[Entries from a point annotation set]
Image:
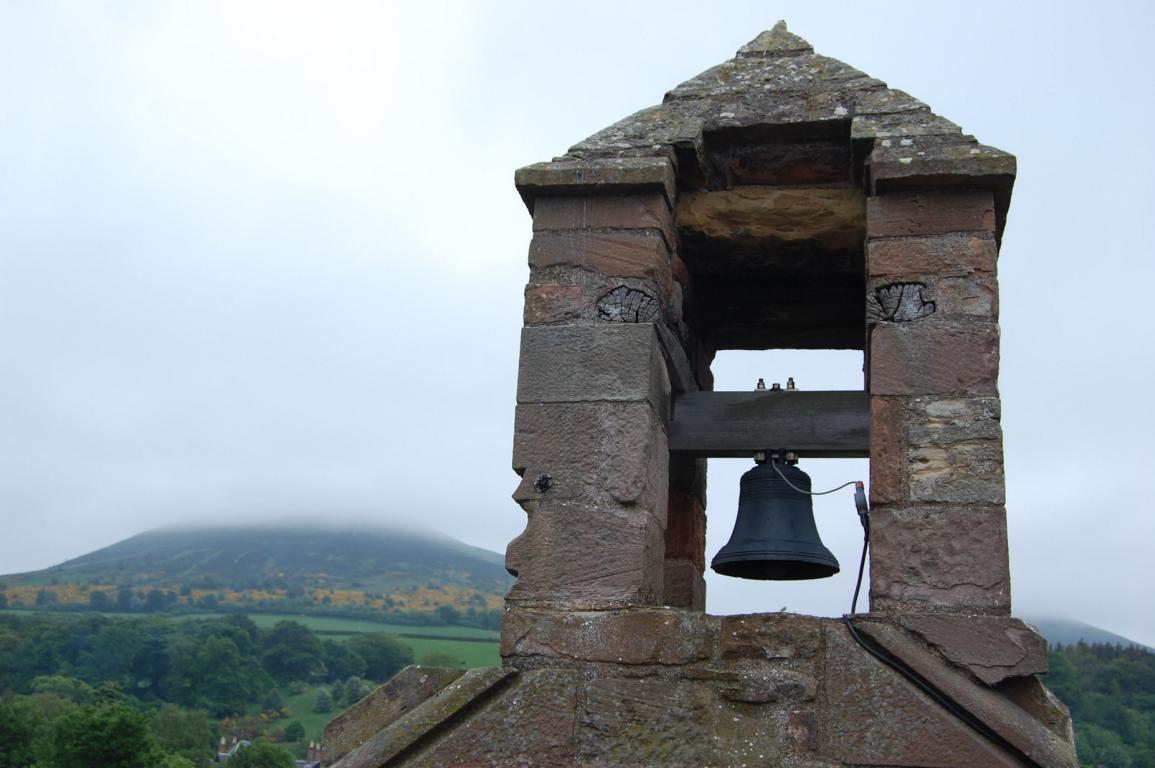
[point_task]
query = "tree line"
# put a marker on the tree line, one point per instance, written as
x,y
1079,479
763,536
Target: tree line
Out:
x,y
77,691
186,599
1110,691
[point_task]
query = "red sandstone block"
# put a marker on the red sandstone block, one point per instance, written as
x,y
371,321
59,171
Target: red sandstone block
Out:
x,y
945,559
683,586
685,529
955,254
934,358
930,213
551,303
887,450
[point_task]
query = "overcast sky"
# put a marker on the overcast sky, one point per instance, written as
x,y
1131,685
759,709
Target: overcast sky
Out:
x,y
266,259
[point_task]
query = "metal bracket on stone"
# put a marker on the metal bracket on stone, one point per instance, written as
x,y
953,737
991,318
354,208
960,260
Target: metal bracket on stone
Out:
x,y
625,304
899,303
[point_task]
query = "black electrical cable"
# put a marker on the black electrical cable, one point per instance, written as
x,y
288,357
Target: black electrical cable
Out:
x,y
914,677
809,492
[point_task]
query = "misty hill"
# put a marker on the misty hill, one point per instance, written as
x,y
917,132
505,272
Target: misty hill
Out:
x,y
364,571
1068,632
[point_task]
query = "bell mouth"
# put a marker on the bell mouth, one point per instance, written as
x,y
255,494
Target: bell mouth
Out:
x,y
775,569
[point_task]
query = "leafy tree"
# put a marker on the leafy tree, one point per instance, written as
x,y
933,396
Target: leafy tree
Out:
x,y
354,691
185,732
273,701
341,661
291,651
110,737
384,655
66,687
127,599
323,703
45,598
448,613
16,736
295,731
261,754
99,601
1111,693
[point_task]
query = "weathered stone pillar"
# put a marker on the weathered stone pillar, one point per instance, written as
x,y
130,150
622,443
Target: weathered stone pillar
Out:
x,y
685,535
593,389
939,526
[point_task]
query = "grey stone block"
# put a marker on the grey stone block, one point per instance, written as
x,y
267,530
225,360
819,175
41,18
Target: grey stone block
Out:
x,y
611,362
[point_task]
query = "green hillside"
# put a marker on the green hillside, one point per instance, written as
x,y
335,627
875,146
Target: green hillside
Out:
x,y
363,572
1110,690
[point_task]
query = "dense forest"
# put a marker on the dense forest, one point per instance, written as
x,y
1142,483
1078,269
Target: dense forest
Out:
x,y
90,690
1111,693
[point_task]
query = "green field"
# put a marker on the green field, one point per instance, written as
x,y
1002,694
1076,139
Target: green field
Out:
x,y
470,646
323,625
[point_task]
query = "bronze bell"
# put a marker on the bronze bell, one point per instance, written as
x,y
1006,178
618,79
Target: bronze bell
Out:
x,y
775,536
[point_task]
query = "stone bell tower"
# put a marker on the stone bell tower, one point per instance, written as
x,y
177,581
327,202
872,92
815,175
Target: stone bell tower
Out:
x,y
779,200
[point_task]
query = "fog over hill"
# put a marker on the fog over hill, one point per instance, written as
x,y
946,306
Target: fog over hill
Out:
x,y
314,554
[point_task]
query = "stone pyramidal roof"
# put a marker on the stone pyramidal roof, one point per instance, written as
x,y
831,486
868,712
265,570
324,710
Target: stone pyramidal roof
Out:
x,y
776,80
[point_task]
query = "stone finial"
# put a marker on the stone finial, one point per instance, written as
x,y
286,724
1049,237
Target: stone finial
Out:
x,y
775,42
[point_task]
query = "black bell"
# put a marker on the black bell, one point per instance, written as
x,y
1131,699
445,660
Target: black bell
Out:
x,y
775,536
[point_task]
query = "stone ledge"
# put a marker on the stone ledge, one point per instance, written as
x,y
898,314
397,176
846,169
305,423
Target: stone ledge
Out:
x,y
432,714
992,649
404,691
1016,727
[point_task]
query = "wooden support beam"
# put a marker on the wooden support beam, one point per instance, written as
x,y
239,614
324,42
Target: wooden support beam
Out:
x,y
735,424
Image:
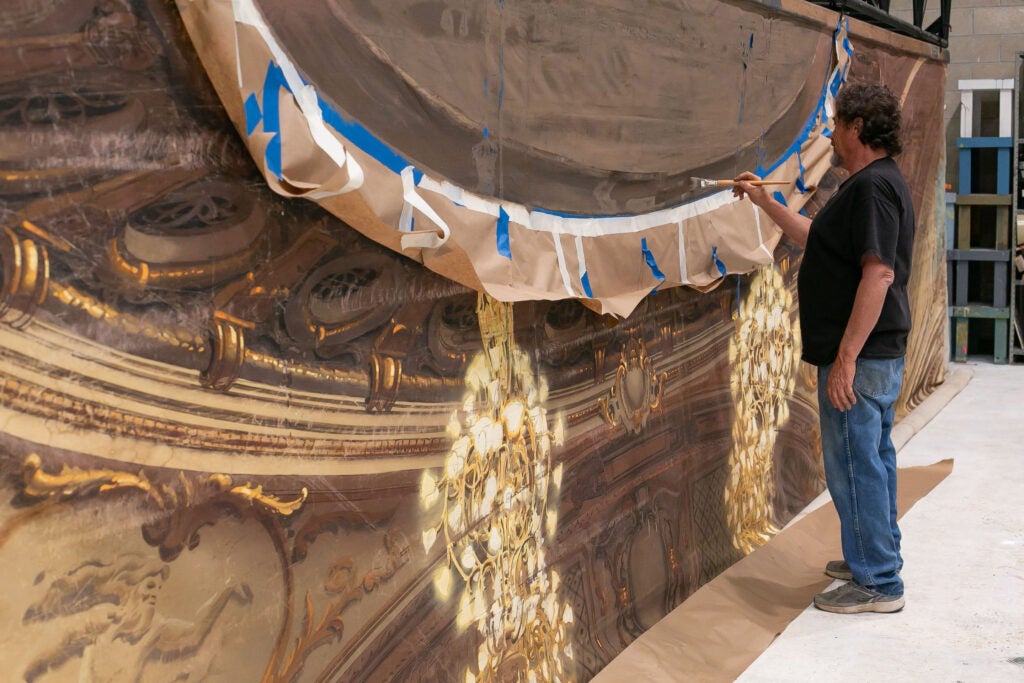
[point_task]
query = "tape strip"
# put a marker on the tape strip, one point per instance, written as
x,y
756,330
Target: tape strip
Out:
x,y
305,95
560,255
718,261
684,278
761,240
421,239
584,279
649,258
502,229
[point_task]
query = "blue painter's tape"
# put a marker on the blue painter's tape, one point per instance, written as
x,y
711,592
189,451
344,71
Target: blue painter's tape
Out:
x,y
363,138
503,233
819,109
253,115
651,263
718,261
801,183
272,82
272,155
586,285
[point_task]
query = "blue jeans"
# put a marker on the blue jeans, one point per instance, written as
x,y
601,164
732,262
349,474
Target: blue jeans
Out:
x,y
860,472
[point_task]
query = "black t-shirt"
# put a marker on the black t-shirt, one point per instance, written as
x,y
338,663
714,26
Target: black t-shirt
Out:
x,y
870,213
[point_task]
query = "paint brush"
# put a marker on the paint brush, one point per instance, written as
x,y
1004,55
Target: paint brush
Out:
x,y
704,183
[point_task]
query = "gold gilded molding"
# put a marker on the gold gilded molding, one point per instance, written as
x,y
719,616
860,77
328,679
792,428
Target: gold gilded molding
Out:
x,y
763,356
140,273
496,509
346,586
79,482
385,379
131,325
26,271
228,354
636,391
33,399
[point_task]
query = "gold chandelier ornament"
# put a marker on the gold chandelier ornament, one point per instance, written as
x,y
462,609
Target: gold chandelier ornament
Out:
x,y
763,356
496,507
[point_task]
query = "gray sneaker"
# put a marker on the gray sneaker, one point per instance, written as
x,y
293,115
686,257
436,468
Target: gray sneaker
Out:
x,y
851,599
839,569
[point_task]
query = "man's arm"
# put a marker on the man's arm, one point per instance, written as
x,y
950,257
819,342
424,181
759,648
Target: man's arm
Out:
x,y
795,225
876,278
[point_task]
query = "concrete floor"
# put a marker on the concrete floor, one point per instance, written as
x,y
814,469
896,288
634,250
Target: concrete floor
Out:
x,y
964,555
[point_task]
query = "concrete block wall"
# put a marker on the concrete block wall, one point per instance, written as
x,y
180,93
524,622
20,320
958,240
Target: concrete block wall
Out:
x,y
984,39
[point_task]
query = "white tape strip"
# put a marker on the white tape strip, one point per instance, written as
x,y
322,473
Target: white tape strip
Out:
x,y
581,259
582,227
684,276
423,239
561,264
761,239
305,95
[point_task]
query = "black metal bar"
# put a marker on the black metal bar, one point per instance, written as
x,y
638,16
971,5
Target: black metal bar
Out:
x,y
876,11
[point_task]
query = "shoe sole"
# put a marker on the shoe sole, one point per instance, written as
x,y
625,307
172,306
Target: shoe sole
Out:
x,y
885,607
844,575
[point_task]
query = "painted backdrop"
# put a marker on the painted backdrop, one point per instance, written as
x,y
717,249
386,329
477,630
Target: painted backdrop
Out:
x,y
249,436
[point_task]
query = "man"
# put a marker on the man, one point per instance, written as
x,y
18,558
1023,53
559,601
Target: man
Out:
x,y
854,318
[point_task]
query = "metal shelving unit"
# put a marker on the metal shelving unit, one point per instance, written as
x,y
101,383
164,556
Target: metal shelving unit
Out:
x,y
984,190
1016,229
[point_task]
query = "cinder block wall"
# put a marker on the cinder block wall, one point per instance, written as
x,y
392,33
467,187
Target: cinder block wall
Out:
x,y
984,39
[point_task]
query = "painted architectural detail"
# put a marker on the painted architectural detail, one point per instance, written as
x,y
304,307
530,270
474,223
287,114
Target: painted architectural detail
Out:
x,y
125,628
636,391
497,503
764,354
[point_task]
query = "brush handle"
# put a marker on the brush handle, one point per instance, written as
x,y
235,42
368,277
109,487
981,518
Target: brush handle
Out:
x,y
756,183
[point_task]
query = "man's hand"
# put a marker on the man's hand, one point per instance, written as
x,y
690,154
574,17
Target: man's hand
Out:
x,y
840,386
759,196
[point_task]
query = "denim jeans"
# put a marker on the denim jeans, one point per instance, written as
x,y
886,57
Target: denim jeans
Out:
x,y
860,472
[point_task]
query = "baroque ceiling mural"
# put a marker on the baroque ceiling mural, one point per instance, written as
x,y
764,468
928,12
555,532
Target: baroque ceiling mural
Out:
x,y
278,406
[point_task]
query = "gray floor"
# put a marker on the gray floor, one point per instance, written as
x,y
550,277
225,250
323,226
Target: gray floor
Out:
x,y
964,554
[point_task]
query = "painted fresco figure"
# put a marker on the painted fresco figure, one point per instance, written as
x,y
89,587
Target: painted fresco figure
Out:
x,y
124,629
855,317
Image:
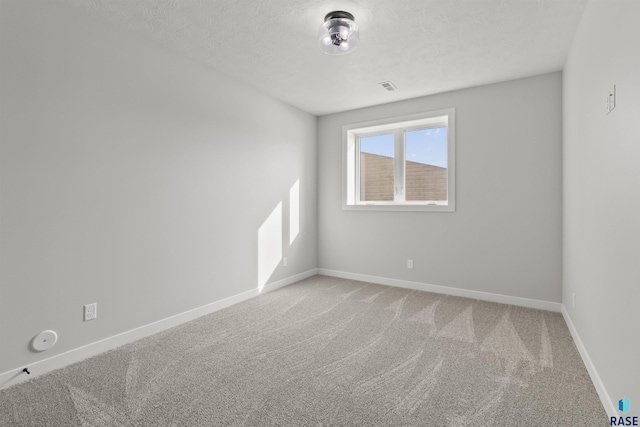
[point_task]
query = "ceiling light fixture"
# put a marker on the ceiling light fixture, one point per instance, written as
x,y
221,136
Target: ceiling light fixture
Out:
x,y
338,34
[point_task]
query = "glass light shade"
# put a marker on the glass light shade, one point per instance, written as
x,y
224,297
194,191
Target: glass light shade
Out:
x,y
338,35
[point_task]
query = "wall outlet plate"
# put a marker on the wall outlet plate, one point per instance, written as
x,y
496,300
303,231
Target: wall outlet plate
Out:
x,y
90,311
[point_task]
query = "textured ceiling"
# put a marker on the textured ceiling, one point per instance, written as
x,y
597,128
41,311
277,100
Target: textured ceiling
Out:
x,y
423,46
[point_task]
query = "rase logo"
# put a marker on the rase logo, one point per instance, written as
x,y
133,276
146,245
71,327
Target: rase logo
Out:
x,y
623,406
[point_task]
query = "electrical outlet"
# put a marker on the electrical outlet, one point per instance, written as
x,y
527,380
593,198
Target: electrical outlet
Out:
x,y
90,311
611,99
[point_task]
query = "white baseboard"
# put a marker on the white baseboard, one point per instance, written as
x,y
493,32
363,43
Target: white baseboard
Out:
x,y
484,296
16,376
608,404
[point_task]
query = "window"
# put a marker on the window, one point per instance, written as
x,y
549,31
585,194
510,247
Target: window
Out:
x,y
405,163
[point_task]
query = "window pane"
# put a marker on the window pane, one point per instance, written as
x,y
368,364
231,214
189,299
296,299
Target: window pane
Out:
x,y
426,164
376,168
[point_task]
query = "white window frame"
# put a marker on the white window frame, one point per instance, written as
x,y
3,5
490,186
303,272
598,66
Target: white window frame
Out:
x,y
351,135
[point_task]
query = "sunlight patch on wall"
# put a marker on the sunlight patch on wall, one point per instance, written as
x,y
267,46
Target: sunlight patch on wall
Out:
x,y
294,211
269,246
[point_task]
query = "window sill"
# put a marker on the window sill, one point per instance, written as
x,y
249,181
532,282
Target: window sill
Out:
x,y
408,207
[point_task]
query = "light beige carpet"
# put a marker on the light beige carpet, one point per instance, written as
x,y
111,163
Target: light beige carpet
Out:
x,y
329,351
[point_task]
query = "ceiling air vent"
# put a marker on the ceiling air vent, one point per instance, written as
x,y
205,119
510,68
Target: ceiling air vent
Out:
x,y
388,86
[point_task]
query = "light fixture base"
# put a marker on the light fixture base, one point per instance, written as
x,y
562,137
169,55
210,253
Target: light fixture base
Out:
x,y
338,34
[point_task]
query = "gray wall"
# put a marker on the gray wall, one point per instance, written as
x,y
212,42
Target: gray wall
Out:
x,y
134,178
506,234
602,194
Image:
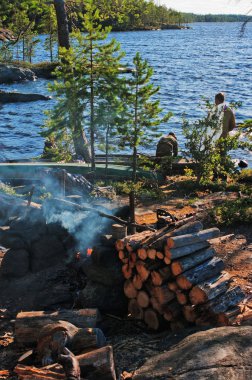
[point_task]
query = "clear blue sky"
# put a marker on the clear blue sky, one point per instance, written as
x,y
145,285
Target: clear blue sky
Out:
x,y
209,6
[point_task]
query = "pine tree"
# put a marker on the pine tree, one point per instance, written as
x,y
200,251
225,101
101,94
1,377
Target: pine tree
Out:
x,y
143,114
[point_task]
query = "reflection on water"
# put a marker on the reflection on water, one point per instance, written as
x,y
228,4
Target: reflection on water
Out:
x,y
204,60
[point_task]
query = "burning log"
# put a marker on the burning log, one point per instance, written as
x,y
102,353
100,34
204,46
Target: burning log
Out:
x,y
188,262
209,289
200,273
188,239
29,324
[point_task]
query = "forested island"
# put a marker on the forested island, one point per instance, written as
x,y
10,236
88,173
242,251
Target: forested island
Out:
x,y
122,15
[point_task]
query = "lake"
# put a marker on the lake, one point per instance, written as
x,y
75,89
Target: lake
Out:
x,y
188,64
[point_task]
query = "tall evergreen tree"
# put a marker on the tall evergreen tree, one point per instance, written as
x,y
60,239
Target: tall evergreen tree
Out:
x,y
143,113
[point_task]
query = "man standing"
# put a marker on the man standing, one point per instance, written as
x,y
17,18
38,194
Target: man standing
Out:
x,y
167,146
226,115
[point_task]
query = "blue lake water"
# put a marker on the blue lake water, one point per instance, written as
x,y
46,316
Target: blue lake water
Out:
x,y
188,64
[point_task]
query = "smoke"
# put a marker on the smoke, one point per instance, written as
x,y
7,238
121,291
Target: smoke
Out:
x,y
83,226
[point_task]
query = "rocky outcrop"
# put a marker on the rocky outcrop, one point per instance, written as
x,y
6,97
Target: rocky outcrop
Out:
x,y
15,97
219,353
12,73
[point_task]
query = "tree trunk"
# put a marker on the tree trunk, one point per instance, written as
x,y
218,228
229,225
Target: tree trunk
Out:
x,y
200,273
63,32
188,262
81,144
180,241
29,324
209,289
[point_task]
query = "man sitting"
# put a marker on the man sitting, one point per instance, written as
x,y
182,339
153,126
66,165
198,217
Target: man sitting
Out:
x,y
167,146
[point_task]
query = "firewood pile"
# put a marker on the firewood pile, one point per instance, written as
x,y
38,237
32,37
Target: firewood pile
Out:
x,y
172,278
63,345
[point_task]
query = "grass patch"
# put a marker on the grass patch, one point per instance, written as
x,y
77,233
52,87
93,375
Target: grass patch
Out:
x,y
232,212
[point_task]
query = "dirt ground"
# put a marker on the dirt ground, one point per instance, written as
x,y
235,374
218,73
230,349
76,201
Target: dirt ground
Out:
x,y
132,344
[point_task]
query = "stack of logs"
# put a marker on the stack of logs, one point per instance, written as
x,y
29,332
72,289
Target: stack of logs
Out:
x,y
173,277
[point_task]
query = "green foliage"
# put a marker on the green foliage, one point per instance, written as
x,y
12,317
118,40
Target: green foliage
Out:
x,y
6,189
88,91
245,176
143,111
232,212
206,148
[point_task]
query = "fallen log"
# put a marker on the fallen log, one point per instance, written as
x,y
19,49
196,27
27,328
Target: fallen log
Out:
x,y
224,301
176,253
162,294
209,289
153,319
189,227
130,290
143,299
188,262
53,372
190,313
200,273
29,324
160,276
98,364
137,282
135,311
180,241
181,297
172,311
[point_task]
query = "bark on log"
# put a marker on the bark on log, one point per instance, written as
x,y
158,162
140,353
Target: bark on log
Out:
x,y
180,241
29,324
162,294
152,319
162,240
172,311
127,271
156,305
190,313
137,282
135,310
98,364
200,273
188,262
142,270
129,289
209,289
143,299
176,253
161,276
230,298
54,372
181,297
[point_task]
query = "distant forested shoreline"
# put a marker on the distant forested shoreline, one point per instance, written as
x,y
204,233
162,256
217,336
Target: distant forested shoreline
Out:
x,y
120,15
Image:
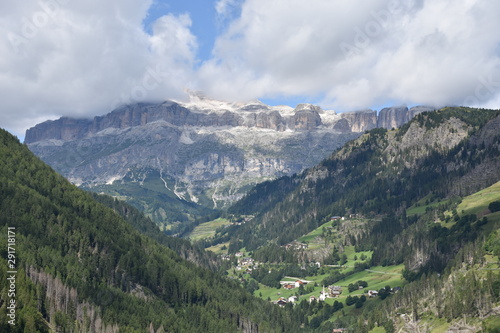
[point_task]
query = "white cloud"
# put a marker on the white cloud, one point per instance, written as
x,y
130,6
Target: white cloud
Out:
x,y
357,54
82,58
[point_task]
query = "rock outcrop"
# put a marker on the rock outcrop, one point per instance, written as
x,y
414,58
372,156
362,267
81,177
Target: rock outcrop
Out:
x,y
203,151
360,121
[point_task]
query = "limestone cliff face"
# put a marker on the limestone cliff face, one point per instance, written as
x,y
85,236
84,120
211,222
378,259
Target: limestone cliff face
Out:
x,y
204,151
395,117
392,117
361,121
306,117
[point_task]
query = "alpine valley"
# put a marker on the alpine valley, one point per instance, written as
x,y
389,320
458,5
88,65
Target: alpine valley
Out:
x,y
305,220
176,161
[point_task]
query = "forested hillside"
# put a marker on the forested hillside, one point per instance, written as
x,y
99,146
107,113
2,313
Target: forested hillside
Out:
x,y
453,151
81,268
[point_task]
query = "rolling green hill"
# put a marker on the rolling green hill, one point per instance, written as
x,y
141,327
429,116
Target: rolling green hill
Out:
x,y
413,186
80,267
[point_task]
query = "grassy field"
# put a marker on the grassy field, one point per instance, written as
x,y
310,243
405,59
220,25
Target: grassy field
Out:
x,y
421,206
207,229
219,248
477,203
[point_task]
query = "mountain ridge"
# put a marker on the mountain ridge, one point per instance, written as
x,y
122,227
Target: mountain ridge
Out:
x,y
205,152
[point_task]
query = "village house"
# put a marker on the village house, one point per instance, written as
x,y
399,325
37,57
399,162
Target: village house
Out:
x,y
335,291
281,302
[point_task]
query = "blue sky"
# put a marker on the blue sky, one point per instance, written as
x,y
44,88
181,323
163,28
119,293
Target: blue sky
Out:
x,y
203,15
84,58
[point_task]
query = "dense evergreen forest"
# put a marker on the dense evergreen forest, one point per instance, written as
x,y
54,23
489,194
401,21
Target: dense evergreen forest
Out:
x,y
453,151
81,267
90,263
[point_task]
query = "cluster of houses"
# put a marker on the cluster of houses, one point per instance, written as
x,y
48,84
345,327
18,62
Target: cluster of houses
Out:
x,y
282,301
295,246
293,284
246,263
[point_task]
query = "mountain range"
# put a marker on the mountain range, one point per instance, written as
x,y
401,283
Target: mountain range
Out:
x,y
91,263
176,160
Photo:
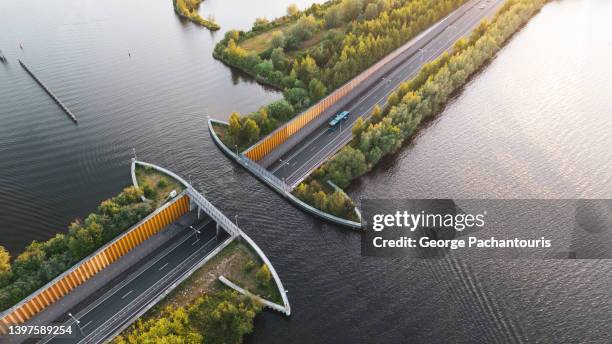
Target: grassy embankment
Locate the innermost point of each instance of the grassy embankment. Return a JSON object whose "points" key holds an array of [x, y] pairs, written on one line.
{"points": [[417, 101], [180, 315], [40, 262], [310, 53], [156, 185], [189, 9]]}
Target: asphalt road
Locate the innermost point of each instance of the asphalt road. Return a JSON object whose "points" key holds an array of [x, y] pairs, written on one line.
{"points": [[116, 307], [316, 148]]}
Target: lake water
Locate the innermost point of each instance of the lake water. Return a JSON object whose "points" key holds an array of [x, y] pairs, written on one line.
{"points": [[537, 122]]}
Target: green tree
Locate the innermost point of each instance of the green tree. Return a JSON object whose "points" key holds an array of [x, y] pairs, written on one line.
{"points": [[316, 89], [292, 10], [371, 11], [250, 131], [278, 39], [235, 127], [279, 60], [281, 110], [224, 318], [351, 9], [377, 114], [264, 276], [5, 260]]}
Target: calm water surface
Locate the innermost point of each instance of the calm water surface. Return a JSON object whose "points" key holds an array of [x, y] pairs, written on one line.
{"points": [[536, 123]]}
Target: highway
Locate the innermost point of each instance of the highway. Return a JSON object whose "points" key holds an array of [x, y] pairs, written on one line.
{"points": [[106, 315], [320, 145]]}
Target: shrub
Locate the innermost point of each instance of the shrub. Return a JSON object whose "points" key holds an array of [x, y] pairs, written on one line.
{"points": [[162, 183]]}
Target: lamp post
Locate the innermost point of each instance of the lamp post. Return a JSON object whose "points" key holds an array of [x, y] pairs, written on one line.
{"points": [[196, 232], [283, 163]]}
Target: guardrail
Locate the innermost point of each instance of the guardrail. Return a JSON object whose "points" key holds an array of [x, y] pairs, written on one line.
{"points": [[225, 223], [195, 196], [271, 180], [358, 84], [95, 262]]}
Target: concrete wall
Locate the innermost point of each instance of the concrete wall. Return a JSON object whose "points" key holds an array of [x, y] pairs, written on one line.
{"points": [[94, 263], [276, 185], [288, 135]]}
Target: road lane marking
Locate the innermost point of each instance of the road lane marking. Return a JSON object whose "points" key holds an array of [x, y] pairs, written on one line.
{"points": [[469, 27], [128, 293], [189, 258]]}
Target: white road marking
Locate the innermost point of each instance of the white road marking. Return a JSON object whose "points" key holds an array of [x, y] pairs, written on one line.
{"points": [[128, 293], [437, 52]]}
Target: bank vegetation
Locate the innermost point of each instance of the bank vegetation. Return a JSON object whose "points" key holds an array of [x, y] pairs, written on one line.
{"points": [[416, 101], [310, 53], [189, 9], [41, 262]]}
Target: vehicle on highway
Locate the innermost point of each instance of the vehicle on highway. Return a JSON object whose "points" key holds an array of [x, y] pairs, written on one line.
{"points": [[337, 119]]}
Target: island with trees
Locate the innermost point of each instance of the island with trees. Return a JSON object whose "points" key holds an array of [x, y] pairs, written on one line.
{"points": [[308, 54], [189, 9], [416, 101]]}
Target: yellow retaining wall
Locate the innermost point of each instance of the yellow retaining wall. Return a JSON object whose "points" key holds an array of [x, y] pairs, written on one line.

Directions:
Reproduce only the lines running from the one with "Target: shrub" through the final line of the listing above, both ends included.

Solution to this task:
Target: shrub
Locate the innermost point of each instance of the shrub. Return a JSON object whose "points" key holds an array of [x, y] pairs, written on one line.
{"points": [[162, 183]]}
Target: lamp post
Locate the innermost point of each instance of the lamp post. Return a JSON object whose "points" key holds an array of [x, y] pairs, written on one line.
{"points": [[196, 232], [283, 163]]}
Target: guardrail
Locate the innermost point of each instance of the guardrail. Return a JSON object whose "points" key holds an array of [x, y] pairs, written on one line.
{"points": [[225, 223], [195, 196], [271, 180], [358, 84], [95, 262]]}
Target: concrete wall
Locate the innermost point of each instance of the concrete wall. Return a JSON object whose "points" key holds an array of [x, y] pairs, written on one line.
{"points": [[94, 263], [276, 185], [288, 135]]}
Target: road lane marking
Locate the innermost point of each instance of the road lane marking. Return a JSON object whose "points" key holds an array of [x, y] pairs, written on one line.
{"points": [[469, 27], [128, 293], [189, 258]]}
Target: white road marking
Locate the innermost point of each instance of the white road marking. Return a JSON object whose "points" key holds an array of [x, y] pairs, written on one line.
{"points": [[128, 293], [437, 52]]}
Target: bank vegetation
Locate the innermost point of each instance of the bank vegetation. Return a JSON object whose "points" key holds an array of [x, y] pairs, written on one line.
{"points": [[416, 101], [310, 53], [189, 9], [41, 262]]}
Target: vehicle on highway
Locate the innermost point of each instance of the vehicle on highway. Return a JSON object whose "points" key holds an array of [x, y] pairs, written on one line.
{"points": [[337, 119]]}
Target: island with trees
Locate the innermost point of each instance of the island with trees. Return a JSON object whose "points" key holds an array of [x, y] pairs, written on one line.
{"points": [[308, 54], [189, 9], [416, 101]]}
Target: yellow retaining wall
Locate the innermost point of each instance of the yellow retaining wall. Return a JSON object whose "points" key holds an array of [x, y] pairs, written on one line.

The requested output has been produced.